:: 依頼文 a ::
項目のうち、「Rapid-fire question: Where does the glossy」を含む行から項目の最後の行まで(両端の行を含む)を、一字一句変えずに書き写してください。

:: 提示文 ::
いきなりだが、河森正治監督作品『地球少女アルジュナ』第6話より、数学教師と主人公・樹奈の異様な問答を転載する。

「八百屋の店先にはまっすぐなキュウリやダイコン、同じ大きさの野菜しか置いていない。なぜだ?」
「その方が、運ぶとき楽やから」
「期限切れの売れ残った弁当は捨てられてしまうことがある。なぜだ?」
「その方が、管理が楽やから」
「親はせっかく子供がボタンを止めようと頑張っているのに、早く着替えろとしかりつける。なぜだ?」
「その方が、親が楽やから」
「教科書があるにもかかわらず、多量の参考書が売られている。なぜだ?」
「答えを知るのが、楽やから」
080905_13150001「たとえ着いてこられない生徒がいようとも、俺は決められたとおりに授業を進めようとする。なぜだ?」
「その方が、先生が楽やから」
「いろいろな店では、客は千差万別だというのに店員はマニュアルどおりの対応しか示さない。なぜだ?」
「その方が、やること決まってて、楽やから」
「生徒は自分で考えようとせず、教師に答えばかりを求める。なぜだ?」
「その方が、生徒が楽やから」
「お前たちは直接会って話せばいいものを、なぜ携帯で繋がりたがる?」
「その方が、会うより楽やから」
「世の中の人間は、マスコミの言うことを安易に鵜呑みにする。なぜだ?」
「その方が自分で確かめるより、楽やから」
「多くの学校は、同じ歳の子供ばかりを集めて同じ授業を繰り返す。なぜだ?」
「その方が、先生が楽やから」
「お前は俺の問いかけに、いつも同じ答えしか返さない。なぜだ?」
「その方が、答えるん楽やから」

分かりきっているような、改めて気づかされるような、時をおいて繰り返し見ても色あせないやりとりだ(テレビ放映は01年。実はテレビ放映時とDVD版では、問答の内容が少し変更されている)。
この問答を、結婚中に働いていたゲーム会社の社内掲示板に転載したら、経営者が「これは一体、どういう意味なんだ」と激怒した。俺は「たかが、アニメのセリフです」と白を切ったが、もちろん経営批判である。皮肉である。嫌がらせである。
(そのゲーム会社に勤めながら、僕は『アルジュナ』のDVD用ブックレットを作成していた)
現実を寄り合わせるようにして、作品と付き合いたい。

河森作品は、視聴者と積極的にコミュニケーションをとろうとするあまり、相手をカチンとさせてしまうところがある。ご本人もそれに気がついたそうで、『創聖のアクエリオン』は「一話完結のロボット物」という分かりやすいフォーマットになった。
ラスト近くで主人公の組織が上部組織を裏切ってカッコよく出撃するところは、河森さんの好む作劇の一手法だ。『アクエリオン』に限らず、実は『アルジュナ』のラスト近辺も似たような展開になっている。『マクロスプラス』もそうですな。「お上のやることは汚いぜ、俺は地球の運命も大事だが、仲間の命も同じぐらい大切なんでぇ!」と、これを本気でやってしまう青さ(セリフでそのまま言ってしまったり……)が河森作品の匂い立つ魅力なんだよね。ようは、ゲリラ精神なの。

:: 依頼文 b ::
次の(i)〜(iii)の記述が提示文の内容と一致するかどうか、それぞれ「はい」または「いいえ」で答え、判断の根拠となる提示文の語句をそのまま引用してください。
(i) 冒頭に転載された問答は、『地球少女アルジュナ』第6話からのものである。
(ii) この問答の内容は、テレビ放映時とDVD版とで同一である。
(iii) 筆者が問答を社内掲示板に転載した際、経営者は激怒した。

:: 利用可能な項目 ::
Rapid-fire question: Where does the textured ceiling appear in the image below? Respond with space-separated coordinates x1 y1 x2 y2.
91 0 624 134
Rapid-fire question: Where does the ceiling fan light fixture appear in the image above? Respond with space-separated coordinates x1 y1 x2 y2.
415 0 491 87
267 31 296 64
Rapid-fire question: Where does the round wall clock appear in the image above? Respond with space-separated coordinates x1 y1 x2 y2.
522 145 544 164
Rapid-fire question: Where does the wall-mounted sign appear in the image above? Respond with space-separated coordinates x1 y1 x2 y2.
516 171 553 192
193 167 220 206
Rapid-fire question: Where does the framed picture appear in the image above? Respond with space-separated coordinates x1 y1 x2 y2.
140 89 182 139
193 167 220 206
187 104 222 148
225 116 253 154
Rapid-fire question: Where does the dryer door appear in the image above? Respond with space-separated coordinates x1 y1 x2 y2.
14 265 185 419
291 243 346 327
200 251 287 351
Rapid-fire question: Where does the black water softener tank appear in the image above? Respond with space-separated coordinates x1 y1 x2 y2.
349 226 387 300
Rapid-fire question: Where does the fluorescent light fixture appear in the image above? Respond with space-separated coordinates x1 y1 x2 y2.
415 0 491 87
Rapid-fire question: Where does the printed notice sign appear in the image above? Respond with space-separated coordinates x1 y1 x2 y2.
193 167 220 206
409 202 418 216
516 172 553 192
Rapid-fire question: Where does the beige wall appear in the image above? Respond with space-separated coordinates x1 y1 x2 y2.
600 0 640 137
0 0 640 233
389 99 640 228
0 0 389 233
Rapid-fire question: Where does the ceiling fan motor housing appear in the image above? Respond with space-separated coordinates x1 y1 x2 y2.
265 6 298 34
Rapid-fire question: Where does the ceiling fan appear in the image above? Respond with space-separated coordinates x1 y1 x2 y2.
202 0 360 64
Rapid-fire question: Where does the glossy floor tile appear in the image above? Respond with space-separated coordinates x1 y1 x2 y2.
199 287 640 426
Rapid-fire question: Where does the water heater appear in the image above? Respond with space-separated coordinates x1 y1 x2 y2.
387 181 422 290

:: 正答 a ::
Rapid-fire question: Where does the glossy floor tile appear in the image above? Respond with space-separated coordinates x1 y1 x2 y2.
199 287 640 426
Rapid-fire question: Where does the water heater appear in the image above? Respond with space-separated coordinates x1 y1 x2 y2.
387 181 422 290

:: 正答 b ::
(i) はい。「河森正治監督作品『地球少女アルジュナ』第6話より」
(ii) いいえ。「実はテレビ放映時とDVD版では、問答の内容が少し変更されている」
(iii) はい。「経営者が「これは一体、どういう意味なんだ」と激怒した」